**SHORT EXERCISE:** Render all of the items below as a JSON list of strings, with one string per line and blank lines omitted. Leave the pictures out of the answer.

◆ ◆ ◆

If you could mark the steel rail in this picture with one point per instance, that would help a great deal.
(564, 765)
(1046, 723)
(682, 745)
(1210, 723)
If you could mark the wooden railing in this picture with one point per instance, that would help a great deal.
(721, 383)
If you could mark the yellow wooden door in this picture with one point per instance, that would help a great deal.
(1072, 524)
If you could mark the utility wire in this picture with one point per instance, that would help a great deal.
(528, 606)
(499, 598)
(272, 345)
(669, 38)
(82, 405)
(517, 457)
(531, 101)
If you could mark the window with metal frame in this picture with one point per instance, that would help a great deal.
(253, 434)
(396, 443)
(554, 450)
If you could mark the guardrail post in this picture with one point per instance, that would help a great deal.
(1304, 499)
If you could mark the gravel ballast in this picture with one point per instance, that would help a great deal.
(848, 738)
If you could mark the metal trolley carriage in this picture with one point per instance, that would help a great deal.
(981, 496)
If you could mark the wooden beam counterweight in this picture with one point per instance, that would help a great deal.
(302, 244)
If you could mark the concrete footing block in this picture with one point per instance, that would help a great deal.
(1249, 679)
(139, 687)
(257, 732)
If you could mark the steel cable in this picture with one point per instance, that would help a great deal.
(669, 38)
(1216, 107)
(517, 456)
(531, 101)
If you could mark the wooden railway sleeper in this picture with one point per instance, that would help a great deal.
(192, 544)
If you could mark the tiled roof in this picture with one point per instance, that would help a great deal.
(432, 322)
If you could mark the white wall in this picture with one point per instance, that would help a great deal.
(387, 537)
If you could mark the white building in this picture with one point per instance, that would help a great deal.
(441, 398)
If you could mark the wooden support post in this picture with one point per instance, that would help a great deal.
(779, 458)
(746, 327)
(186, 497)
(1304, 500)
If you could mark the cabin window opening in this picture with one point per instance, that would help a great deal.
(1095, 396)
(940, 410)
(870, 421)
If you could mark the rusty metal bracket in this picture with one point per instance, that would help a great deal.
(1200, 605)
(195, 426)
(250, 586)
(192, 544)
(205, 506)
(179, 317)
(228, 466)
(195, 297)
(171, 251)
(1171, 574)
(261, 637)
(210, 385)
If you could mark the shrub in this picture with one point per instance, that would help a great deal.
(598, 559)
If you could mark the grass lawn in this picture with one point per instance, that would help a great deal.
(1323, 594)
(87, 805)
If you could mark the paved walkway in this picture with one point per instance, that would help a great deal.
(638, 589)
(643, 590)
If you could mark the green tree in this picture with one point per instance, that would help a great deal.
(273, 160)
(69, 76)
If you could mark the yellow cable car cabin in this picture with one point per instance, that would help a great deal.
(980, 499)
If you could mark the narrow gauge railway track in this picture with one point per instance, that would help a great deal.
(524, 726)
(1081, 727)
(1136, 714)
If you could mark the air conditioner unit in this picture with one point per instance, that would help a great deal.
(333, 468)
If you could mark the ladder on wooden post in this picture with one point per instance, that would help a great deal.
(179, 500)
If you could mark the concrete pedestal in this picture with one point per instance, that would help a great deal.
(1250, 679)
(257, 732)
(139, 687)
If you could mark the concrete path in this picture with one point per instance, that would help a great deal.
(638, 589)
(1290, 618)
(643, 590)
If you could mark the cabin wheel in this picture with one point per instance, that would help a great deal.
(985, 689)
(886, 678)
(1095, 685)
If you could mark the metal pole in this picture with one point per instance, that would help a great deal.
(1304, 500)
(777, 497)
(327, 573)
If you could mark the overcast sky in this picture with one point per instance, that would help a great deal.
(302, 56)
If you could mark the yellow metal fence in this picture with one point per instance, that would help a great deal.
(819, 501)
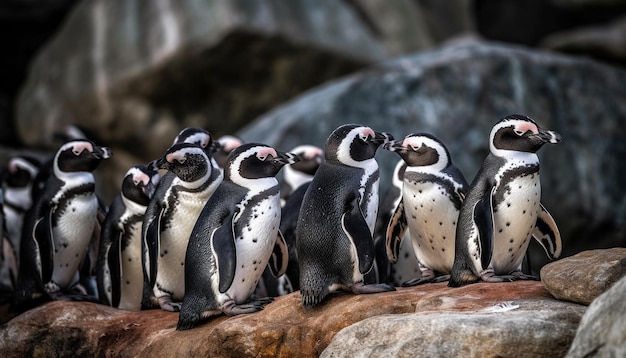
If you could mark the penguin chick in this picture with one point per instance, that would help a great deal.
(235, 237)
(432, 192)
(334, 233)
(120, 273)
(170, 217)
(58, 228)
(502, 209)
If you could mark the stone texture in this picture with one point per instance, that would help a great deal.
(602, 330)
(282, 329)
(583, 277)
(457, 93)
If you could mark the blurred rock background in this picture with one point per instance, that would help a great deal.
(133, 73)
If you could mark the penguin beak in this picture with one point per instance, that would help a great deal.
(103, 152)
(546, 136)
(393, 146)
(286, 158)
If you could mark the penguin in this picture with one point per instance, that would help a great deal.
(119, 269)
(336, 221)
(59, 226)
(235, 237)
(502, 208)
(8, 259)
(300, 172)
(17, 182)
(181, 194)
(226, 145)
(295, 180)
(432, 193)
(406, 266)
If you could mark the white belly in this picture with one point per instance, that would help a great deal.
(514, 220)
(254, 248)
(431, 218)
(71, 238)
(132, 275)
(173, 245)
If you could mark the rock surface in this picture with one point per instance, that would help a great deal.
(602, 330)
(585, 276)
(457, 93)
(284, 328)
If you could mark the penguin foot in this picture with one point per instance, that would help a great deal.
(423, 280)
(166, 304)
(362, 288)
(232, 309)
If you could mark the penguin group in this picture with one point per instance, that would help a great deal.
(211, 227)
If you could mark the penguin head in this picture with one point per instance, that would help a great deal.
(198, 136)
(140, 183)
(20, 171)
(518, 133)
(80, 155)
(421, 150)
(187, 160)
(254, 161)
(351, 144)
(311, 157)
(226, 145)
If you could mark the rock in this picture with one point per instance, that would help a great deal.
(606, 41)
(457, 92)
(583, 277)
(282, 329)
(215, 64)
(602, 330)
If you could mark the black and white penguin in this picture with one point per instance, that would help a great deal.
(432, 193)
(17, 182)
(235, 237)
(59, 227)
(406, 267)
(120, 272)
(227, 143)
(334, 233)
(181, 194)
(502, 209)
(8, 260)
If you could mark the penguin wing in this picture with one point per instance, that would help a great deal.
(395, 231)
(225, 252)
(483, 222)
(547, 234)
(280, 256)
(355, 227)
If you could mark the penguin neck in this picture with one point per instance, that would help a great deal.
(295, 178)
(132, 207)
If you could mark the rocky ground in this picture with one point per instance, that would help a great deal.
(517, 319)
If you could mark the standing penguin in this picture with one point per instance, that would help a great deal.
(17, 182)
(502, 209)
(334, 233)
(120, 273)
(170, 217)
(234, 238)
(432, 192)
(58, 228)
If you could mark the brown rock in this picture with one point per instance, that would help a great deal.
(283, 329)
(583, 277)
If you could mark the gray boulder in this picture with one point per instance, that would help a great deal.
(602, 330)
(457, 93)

◆ ◆ ◆

**RESPONSE:**
[
  "If you could mark the steel rail in this picture with one point per instance, that would help a great deal.",
  "(564, 765)",
  "(1046, 723)",
  "(682, 745)",
  "(1210, 723)",
  "If you could mark the wooden railing in this picture with one point per instance, that would help a great deal.",
  "(721, 383)",
  "If you could mark the yellow wooden door in this picture with one point per instance, that would help a great deal.",
  "(1072, 524)",
  "If you could mark the utility wire in this picture with one point per instance, that would help a great deal.",
  "(528, 606)",
  "(499, 598)",
  "(272, 345)",
  "(669, 38)",
  "(82, 405)",
  "(517, 457)",
  "(531, 101)",
  "If you could mark the window with metal frame in this picture with one point per instance, that would help a great deal.",
  "(253, 434)",
  "(396, 443)",
  "(554, 450)",
  "If you could mark the guardrail post in this picture with one point per instance, that would help a great deal.",
  "(1304, 499)",
  "If you could mark the gravel ballast in this picture with one point per instance, that would help a great deal.",
  "(848, 738)",
  "If you could mark the metal trolley carriage in this picture with one point per instance, that would help a great deal.",
  "(981, 496)",
  "If you could mark the wooden beam counterweight in this picture with one point per instance, that would help a great deal.",
  "(302, 244)",
  "If you could mark the concrete footing block in this picture with one point per instance, that would help a great deal.",
  "(1249, 679)",
  "(139, 687)",
  "(257, 732)",
  "If you could mark the steel cable in this picture with one point per instance, that would help a great deal.",
  "(669, 38)",
  "(1216, 107)",
  "(517, 456)",
  "(531, 101)",
  "If you could mark the wooden railway sleeper in this picture with one point per instance, that would help a great deal.",
  "(192, 544)",
  "If you could mark the tiled roof in this picture with one point per instance, that would help a great deal.",
  "(432, 322)",
  "If you could mark the white wall in this picture with one point per instance, that would help a great deal.",
  "(387, 537)",
  "If you could mark the white building in this picture with one point per instance, that would help a great deal.",
  "(441, 398)",
  "If you could mark the wooden support post in this picture with one point per instance, that would help a great deal.",
  "(779, 458)",
  "(746, 327)",
  "(186, 497)",
  "(1304, 500)",
  "If you could mark the cabin window opening in this picture with one point per instance, that would help a great deal.",
  "(1095, 396)",
  "(940, 410)",
  "(870, 421)",
  "If you could mark the rusty metal bracket in this picture with one point per instance, that would help a great deal.",
  "(1200, 605)",
  "(195, 426)",
  "(250, 586)",
  "(192, 544)",
  "(205, 506)",
  "(179, 317)",
  "(228, 466)",
  "(195, 297)",
  "(171, 251)",
  "(1171, 574)",
  "(261, 637)",
  "(210, 385)",
  "If you could mark the shrub in this picture with one point per instance, that would help a great deal.",
  "(598, 559)",
  "If you could mark the grass lawn in this picture with one point per instance, that would help a great deal.",
  "(1323, 594)",
  "(87, 805)",
  "If you could mark the paved walkway in this picture with one point per instance, that would help a great deal.",
  "(638, 589)",
  "(643, 590)",
  "If you could mark the green tree in this picture with one point per instance, that would help a great deal.",
  "(273, 160)",
  "(69, 76)",
  "If you could mark the yellow cable car cabin in this picture with one point per instance, that would help a great deal.",
  "(980, 499)",
  "If you could mark the narrow gauge railway track in this picture with one point per instance, that would help a great deal.",
  "(524, 726)",
  "(1081, 727)",
  "(1136, 714)",
  "If you could mark the air conditioner unit in this picture with one point per instance, that would help a great deal.",
  "(333, 468)",
  "If you could mark the ladder on wooden post in this picture with one point per instance, that would help a great deal.",
  "(179, 500)",
  "If you could mark the concrete pedestal in this picture with one point per instance, that would help a great deal.",
  "(1250, 679)",
  "(257, 732)",
  "(139, 687)",
  "If you could mark the concrete path in this picture with one point per instance, that would help a great deal.",
  "(638, 589)",
  "(1290, 618)",
  "(643, 590)",
  "If you could mark the cabin wheel in this picture with one point per instance, that would help a great deal.",
  "(985, 689)",
  "(886, 678)",
  "(1095, 685)",
  "If you could mark the metal pole in this picture with one point per instance, that would help a great deal.",
  "(1304, 500)",
  "(777, 497)",
  "(327, 573)",
  "If you could mark the overcast sky in this picture with one point per instance, that would help a great deal.",
  "(302, 56)",
  "If you could mark the yellow metal fence in this picture with one point per instance, that would help a great deal.",
  "(819, 501)",
  "If you could mark the penguin chick in this picture with one point per instance, that would help a great deal.",
  "(235, 237)",
  "(432, 192)",
  "(334, 233)",
  "(120, 273)",
  "(170, 217)",
  "(58, 228)",
  "(502, 209)",
  "If you could mark the stone texture in this picture with one point per instance, that would help a great deal.",
  "(602, 330)",
  "(282, 329)",
  "(583, 277)",
  "(457, 93)",
  "If you could mark the blurred rock background in this picture with one point per instance, that would help a great deal.",
  "(133, 73)",
  "If you could mark the penguin beak in this picture with one point per instance, that would help a great deal.",
  "(103, 152)",
  "(546, 136)",
  "(393, 146)",
  "(286, 158)",
  "If you could mark the penguin in this picture with one point per instance, that would help a great deal.",
  "(119, 269)",
  "(336, 221)",
  "(59, 226)",
  "(235, 237)",
  "(502, 208)",
  "(8, 259)",
  "(300, 172)",
  "(17, 182)",
  "(181, 194)",
  "(226, 145)",
  "(295, 180)",
  "(432, 193)",
  "(406, 266)",
  "If you could mark the white belly in this picture with one point per instance, that would help a great deal.",
  "(514, 220)",
  "(254, 248)",
  "(431, 218)",
  "(71, 238)",
  "(132, 275)",
  "(173, 245)",
  "If you could mark the rock surface in this picture with one point per instance, that would help a great deal.",
  "(602, 330)",
  "(585, 276)",
  "(457, 93)",
  "(284, 328)",
  "If you could mark the penguin foot in this picture with one point per instance, that would help a great deal.",
  "(423, 280)",
  "(166, 304)",
  "(362, 288)",
  "(232, 309)",
  "If you could mark the penguin group in this picture with one point per instance, that would help a great deal.",
  "(211, 227)",
  "If you could mark the penguin head in this picture with one point per instance, that would help a great deal.",
  "(198, 136)",
  "(140, 183)",
  "(20, 171)",
  "(518, 133)",
  "(80, 155)",
  "(421, 150)",
  "(187, 160)",
  "(254, 161)",
  "(351, 144)",
  "(311, 157)",
  "(226, 145)",
  "If you could mark the rock in this picture with one point per instance, that would help a great deal.",
  "(606, 41)",
  "(457, 92)",
  "(583, 277)",
  "(282, 329)",
  "(215, 64)",
  "(602, 330)",
  "If you could mark the black and white penguin in this picture with one point per instance, that would help a great deal.",
  "(432, 193)",
  "(17, 182)",
  "(235, 237)",
  "(59, 227)",
  "(406, 267)",
  "(120, 272)",
  "(227, 143)",
  "(334, 233)",
  "(181, 194)",
  "(502, 209)",
  "(8, 260)",
  "If you could mark the penguin wing in this picture with one point per instance, that would help a great deal.",
  "(395, 231)",
  "(225, 252)",
  "(483, 222)",
  "(547, 234)",
  "(280, 256)",
  "(355, 227)",
  "If you could mark the penguin neck in this picture with one point per instance, that would help a great deal.",
  "(295, 178)",
  "(132, 207)",
  "If you could mark the rocky ground in this picture with one point per instance, that would help a great deal.",
  "(517, 319)",
  "If you could mark the standing penguin in this picture with one point per instance, that would help a great deal.",
  "(17, 182)",
  "(502, 209)",
  "(334, 233)",
  "(120, 273)",
  "(170, 217)",
  "(234, 238)",
  "(432, 192)",
  "(58, 228)",
  "If you could mark the brown rock in this picture with one point per instance, that would help a great deal.",
  "(283, 329)",
  "(583, 277)",
  "If you could mark the gray boulder in this picture with one point per instance, that would help a great deal.",
  "(602, 330)",
  "(457, 93)"
]